**Goal of the exercise:**
Gather each line of the material below that contains the word "yellow", copying every one unchanged.

Object point labels
BEGIN

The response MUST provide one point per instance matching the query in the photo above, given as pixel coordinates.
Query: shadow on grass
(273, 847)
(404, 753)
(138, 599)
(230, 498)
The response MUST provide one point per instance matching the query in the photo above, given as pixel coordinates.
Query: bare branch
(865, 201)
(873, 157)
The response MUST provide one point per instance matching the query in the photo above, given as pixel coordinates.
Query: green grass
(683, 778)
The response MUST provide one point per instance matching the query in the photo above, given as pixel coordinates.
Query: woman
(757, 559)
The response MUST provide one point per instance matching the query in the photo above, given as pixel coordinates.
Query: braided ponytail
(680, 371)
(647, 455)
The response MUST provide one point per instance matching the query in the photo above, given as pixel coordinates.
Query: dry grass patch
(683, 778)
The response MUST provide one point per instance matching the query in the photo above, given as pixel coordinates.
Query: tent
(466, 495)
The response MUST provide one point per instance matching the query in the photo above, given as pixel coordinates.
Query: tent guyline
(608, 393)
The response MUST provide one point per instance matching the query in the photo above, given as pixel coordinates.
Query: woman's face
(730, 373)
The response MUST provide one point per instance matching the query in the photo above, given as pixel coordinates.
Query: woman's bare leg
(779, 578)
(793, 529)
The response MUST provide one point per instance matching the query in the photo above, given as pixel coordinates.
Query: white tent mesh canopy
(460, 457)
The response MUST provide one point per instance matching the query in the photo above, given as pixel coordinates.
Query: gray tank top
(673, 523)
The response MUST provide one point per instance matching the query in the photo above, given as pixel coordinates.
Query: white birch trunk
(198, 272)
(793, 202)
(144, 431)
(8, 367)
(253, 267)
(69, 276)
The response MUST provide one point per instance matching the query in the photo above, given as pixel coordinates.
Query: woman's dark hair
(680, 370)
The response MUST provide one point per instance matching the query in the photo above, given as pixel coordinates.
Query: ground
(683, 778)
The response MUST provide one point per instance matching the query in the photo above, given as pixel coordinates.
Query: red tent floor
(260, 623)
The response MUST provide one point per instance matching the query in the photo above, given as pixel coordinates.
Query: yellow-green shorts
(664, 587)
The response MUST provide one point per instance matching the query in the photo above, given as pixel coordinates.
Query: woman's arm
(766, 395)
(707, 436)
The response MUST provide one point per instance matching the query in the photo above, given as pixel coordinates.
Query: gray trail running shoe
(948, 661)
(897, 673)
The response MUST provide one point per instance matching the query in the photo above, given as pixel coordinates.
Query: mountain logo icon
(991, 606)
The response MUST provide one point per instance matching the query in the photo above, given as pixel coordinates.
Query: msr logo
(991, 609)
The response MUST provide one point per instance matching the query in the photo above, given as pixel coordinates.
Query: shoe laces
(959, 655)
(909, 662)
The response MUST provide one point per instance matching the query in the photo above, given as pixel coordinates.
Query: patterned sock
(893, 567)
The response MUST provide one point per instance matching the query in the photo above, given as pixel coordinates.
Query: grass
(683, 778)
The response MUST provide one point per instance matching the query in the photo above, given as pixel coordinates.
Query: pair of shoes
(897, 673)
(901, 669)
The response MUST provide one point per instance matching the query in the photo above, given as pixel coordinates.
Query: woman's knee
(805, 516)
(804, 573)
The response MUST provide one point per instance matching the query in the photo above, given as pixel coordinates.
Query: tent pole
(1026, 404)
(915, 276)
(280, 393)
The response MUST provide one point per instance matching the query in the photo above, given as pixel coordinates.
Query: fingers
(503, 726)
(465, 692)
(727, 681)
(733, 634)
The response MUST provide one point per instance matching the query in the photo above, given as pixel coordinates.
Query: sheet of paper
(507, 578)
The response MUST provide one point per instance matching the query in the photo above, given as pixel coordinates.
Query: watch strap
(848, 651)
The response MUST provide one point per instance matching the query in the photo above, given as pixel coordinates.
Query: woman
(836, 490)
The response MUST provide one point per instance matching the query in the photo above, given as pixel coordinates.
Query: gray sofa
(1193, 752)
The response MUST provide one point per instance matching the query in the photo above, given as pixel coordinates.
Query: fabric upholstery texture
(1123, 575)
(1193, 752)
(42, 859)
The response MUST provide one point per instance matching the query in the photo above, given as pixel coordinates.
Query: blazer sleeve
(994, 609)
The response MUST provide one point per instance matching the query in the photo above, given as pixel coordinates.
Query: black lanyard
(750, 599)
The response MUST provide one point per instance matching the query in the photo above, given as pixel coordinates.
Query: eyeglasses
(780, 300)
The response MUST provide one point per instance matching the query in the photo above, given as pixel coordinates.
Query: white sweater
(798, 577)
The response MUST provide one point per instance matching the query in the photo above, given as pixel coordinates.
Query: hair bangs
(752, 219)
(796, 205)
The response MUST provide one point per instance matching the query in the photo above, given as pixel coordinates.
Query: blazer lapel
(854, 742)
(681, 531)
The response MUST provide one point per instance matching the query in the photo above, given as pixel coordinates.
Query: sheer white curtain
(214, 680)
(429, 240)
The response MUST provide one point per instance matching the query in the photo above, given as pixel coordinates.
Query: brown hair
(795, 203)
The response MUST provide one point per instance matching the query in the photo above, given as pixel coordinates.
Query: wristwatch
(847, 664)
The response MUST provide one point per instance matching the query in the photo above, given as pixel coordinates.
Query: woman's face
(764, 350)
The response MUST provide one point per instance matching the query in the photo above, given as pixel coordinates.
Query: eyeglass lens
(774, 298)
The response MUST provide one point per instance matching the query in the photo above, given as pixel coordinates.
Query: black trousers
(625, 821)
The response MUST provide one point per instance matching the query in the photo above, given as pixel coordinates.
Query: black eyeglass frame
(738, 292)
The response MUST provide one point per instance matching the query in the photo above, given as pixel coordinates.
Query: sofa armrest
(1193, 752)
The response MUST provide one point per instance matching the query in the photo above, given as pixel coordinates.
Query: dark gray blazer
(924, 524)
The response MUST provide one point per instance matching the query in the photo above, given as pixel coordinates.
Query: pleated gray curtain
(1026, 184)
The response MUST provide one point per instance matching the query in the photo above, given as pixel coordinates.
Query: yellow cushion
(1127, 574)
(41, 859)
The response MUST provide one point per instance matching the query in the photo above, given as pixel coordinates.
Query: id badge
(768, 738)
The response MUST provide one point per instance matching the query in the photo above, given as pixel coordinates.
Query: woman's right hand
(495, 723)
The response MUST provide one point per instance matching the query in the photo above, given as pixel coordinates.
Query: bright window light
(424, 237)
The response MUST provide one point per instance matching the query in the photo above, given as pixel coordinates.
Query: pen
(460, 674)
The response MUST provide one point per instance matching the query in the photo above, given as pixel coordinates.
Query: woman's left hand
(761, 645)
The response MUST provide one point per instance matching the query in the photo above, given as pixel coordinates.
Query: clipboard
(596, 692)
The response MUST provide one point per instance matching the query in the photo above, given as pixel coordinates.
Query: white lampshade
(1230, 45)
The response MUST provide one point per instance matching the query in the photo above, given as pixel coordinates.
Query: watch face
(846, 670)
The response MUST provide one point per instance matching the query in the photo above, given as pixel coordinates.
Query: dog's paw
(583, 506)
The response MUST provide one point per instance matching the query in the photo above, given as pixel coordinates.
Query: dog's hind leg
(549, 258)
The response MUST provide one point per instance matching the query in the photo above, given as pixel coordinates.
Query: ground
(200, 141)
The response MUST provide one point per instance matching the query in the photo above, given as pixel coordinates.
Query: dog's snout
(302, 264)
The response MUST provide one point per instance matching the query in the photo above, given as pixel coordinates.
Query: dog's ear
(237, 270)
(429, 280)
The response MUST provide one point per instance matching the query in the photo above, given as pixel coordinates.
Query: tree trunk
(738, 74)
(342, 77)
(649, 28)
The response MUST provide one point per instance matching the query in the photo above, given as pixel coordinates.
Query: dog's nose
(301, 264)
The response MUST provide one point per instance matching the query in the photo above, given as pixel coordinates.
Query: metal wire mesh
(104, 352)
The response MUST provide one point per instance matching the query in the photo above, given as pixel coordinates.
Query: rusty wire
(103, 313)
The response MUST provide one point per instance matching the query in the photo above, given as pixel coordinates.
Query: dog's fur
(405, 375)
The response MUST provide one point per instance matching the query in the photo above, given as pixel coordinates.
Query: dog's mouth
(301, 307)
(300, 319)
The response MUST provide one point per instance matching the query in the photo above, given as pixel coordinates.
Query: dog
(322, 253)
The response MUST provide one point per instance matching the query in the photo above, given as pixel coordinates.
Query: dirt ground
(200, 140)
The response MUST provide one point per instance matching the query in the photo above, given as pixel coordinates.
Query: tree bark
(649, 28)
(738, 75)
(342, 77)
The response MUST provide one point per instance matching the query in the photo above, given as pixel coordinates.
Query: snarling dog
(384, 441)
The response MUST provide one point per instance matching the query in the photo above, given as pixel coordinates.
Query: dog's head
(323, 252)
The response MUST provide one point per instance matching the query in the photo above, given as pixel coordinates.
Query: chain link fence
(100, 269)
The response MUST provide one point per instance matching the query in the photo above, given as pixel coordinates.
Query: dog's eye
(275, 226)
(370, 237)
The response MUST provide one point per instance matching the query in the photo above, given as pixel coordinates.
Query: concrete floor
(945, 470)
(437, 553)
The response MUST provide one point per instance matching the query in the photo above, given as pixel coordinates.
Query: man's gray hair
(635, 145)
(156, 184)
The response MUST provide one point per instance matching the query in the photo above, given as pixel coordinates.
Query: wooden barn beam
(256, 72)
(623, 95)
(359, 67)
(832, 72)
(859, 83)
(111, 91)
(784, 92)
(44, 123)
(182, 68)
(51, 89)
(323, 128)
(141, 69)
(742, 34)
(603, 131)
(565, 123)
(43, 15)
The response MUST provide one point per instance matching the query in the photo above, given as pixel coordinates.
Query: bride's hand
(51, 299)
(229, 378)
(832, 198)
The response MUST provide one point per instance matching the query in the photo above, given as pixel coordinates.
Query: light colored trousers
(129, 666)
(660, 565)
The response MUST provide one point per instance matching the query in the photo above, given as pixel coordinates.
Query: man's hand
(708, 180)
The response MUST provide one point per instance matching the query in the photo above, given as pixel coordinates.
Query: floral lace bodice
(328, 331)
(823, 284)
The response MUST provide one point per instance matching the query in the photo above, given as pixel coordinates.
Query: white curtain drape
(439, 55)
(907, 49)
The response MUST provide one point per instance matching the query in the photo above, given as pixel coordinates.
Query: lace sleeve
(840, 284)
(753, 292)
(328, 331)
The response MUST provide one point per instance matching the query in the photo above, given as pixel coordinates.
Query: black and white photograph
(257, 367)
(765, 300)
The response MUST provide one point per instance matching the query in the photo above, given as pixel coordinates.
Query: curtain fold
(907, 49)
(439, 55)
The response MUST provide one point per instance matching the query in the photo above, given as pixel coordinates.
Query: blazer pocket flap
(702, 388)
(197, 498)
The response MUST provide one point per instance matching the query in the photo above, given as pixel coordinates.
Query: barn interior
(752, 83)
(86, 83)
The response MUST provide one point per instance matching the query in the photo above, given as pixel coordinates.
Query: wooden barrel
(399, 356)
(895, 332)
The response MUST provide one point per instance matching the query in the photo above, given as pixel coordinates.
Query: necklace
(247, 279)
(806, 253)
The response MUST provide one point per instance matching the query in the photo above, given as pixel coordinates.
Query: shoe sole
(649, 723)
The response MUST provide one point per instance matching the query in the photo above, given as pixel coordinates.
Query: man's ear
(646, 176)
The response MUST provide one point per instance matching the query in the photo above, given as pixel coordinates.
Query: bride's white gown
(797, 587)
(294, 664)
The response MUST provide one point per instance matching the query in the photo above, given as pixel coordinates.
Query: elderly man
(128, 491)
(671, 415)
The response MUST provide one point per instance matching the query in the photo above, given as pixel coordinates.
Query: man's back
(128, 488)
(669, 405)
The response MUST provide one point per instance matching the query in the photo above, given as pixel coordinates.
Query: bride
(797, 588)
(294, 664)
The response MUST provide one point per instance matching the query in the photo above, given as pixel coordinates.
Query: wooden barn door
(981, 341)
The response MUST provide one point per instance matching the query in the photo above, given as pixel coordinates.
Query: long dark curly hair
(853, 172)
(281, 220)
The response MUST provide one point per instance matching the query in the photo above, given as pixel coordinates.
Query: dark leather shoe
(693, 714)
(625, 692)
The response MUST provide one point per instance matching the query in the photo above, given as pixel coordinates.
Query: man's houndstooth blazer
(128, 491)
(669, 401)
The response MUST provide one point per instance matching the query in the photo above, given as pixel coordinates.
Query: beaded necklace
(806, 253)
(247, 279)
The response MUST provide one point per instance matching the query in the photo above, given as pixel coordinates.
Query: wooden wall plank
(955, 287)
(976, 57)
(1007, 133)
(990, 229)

END

**Response to this task:**
Query: yellow-green shorts
Query: yellow cushion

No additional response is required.